*** SUPPLIED DATA ***
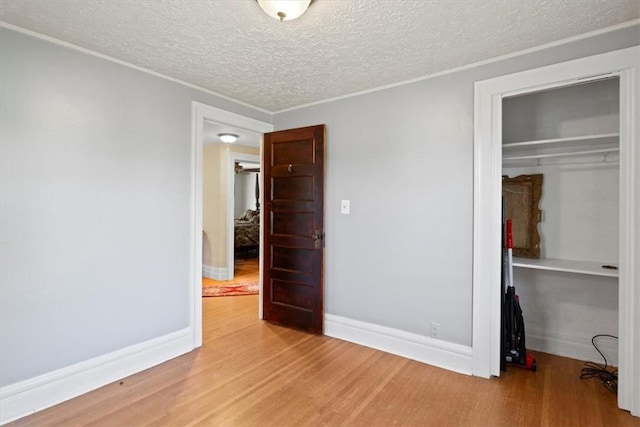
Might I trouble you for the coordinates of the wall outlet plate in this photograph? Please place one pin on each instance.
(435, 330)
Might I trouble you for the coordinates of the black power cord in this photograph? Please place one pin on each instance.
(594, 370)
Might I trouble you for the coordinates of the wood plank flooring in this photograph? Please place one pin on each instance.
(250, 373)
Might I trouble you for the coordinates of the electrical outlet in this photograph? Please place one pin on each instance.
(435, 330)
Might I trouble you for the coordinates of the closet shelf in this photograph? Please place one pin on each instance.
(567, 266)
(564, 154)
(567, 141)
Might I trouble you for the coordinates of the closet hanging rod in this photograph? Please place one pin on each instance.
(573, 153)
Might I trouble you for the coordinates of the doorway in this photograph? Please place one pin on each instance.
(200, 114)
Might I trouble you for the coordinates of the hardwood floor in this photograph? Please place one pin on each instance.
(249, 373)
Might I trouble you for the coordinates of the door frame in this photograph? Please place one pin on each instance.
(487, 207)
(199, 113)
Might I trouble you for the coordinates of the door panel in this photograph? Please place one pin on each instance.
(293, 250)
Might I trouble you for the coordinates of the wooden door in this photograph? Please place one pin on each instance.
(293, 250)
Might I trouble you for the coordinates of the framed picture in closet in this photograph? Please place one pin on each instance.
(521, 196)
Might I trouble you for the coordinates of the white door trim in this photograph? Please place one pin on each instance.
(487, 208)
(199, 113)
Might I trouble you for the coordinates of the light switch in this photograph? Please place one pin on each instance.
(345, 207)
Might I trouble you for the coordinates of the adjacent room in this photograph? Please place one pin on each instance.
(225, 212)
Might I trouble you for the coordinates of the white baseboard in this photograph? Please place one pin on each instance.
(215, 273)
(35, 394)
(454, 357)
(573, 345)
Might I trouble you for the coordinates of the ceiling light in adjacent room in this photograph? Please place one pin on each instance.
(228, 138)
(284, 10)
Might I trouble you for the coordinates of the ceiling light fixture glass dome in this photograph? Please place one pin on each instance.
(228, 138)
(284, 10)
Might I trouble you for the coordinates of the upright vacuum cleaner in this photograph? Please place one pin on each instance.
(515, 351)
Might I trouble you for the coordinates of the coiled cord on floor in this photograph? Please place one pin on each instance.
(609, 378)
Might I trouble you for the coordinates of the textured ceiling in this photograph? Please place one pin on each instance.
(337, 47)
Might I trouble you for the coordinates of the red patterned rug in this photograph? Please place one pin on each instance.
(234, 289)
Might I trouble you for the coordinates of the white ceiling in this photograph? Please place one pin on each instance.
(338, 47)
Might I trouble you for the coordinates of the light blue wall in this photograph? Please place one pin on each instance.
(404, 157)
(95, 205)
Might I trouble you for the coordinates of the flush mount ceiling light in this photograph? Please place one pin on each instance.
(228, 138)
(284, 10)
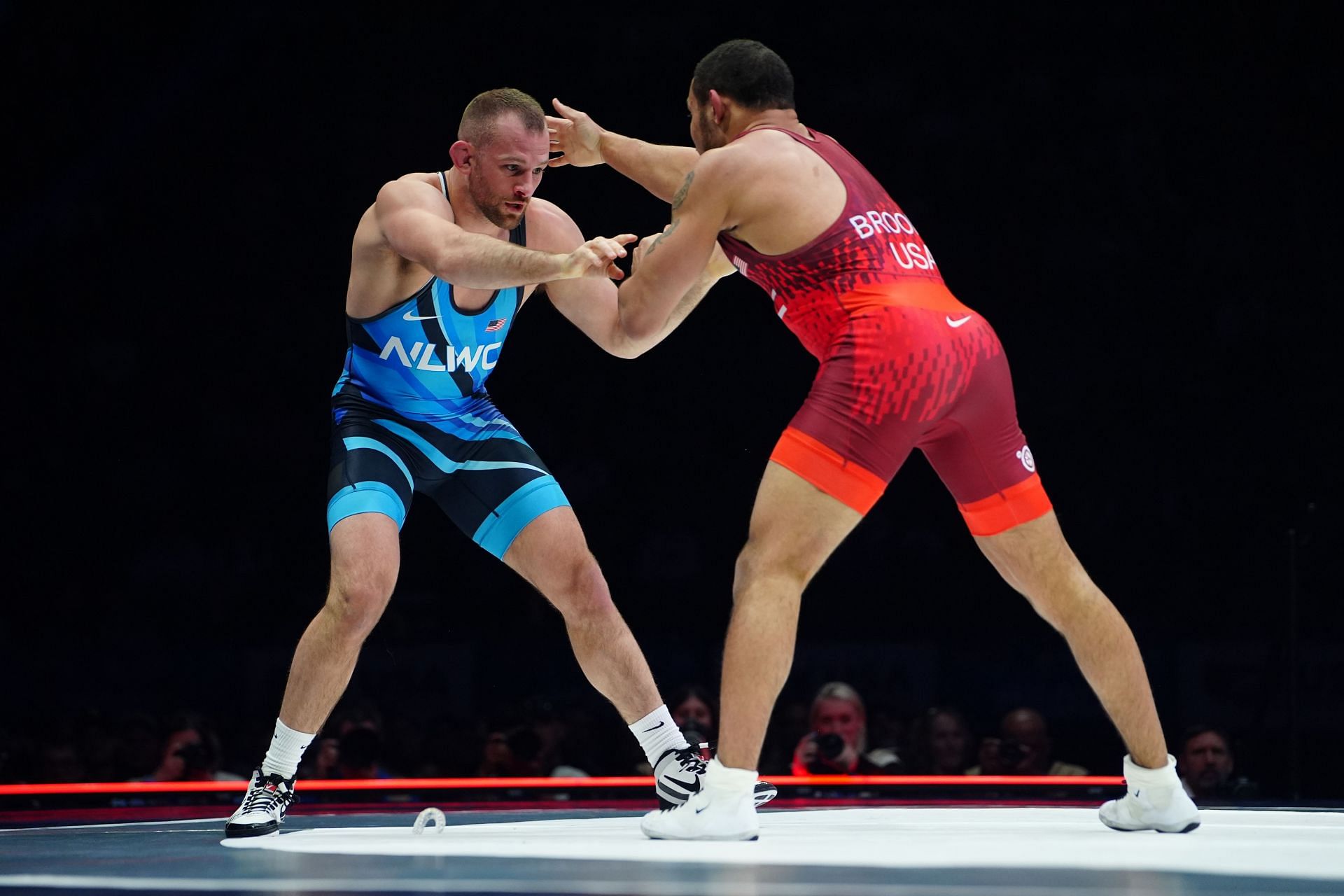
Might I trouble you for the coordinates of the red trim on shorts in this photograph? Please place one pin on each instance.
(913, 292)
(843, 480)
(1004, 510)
***
*** SUPPLIED DATA ***
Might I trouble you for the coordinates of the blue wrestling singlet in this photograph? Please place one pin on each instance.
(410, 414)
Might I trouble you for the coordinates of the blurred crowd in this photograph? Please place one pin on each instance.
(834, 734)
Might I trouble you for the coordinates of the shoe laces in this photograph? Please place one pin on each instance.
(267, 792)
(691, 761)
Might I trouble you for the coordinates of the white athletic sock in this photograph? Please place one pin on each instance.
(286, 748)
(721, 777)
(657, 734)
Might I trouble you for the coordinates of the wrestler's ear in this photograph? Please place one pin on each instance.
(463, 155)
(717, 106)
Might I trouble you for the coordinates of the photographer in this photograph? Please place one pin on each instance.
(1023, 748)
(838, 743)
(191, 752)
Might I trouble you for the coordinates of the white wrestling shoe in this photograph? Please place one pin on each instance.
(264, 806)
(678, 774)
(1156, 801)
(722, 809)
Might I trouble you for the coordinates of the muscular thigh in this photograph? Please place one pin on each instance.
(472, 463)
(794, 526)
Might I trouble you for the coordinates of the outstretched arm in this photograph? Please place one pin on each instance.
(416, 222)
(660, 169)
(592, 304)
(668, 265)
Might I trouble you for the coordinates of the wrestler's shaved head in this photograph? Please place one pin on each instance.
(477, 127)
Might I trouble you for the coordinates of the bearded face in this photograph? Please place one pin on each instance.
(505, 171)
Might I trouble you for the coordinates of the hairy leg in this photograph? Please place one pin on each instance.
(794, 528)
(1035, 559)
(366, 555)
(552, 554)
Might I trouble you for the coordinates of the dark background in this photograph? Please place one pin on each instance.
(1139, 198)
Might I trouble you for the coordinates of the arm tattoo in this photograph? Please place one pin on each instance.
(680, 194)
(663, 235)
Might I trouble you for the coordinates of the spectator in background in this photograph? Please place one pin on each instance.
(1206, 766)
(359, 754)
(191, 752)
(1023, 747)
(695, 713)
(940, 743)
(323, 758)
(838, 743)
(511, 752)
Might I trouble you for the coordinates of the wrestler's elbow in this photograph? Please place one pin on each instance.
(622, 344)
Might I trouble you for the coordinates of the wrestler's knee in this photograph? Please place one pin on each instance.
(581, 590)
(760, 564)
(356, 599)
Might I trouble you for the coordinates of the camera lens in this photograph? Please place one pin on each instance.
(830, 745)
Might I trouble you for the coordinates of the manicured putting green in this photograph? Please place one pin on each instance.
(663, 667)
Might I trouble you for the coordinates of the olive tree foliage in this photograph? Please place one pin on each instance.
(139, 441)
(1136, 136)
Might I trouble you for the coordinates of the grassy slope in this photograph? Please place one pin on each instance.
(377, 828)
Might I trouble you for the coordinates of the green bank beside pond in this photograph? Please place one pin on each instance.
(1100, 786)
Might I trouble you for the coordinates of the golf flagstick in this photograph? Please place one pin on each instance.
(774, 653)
***
*SET TASK*
Express as a JSON list of strings the lines from the line containing "Might I trouble you for the coordinates of the adjacent" to the line containing "(1004, 510)", one string per line with blank lines omitted and the pictures left out.

*EXERCISE RESULT*
[
  "Might I trouble you for the coordinates of the adjacent room in this photograph? Please place one pin on each instance.",
  "(225, 212)",
  "Might I trouble you for the coordinates of the white baseboard in this photograph? Please place one pin on each instance.",
  "(215, 273)",
  "(35, 394)",
  "(454, 357)",
  "(573, 345)",
  "Might I trouble you for the coordinates of the ceiling light in adjacent room in this photograph? Please place one pin on each instance.",
  "(228, 138)",
  "(284, 10)",
  "Might I trouble you for the coordinates of the ceiling light fixture glass dome in this photograph? Please place one pin on each instance.",
  "(228, 138)",
  "(284, 10)",
  "Might I trouble you for the coordinates of the upright vacuum cleaner in this photograph? Please place one pin on each instance.",
  "(515, 351)",
  "Might I trouble you for the coordinates of the coiled cord on floor in this photograph? Please place one pin on each instance.",
  "(609, 378)",
  "Might I trouble you for the coordinates of the textured ceiling in this photograph? Please place one pin on each instance.",
  "(337, 47)",
  "Might I trouble you for the coordinates of the red patterned rug in this photograph? Please place one pin on each instance.",
  "(234, 289)",
  "Might I trouble you for the coordinates of the white ceiling in this photograph? Please place one pin on each instance.",
  "(338, 47)",
  "Might I trouble you for the coordinates of the light blue wall in this photograph? Please place one pin on each instance.",
  "(404, 157)",
  "(95, 205)",
  "Might I trouble you for the coordinates of the flush mount ceiling light in this photograph? Please place one pin on each instance.",
  "(228, 138)",
  "(284, 10)",
  "Might I trouble you for the coordinates of the red trim on shorts in this photograph? Please place one pin on each instance.",
  "(913, 292)",
  "(843, 480)",
  "(1004, 510)"
]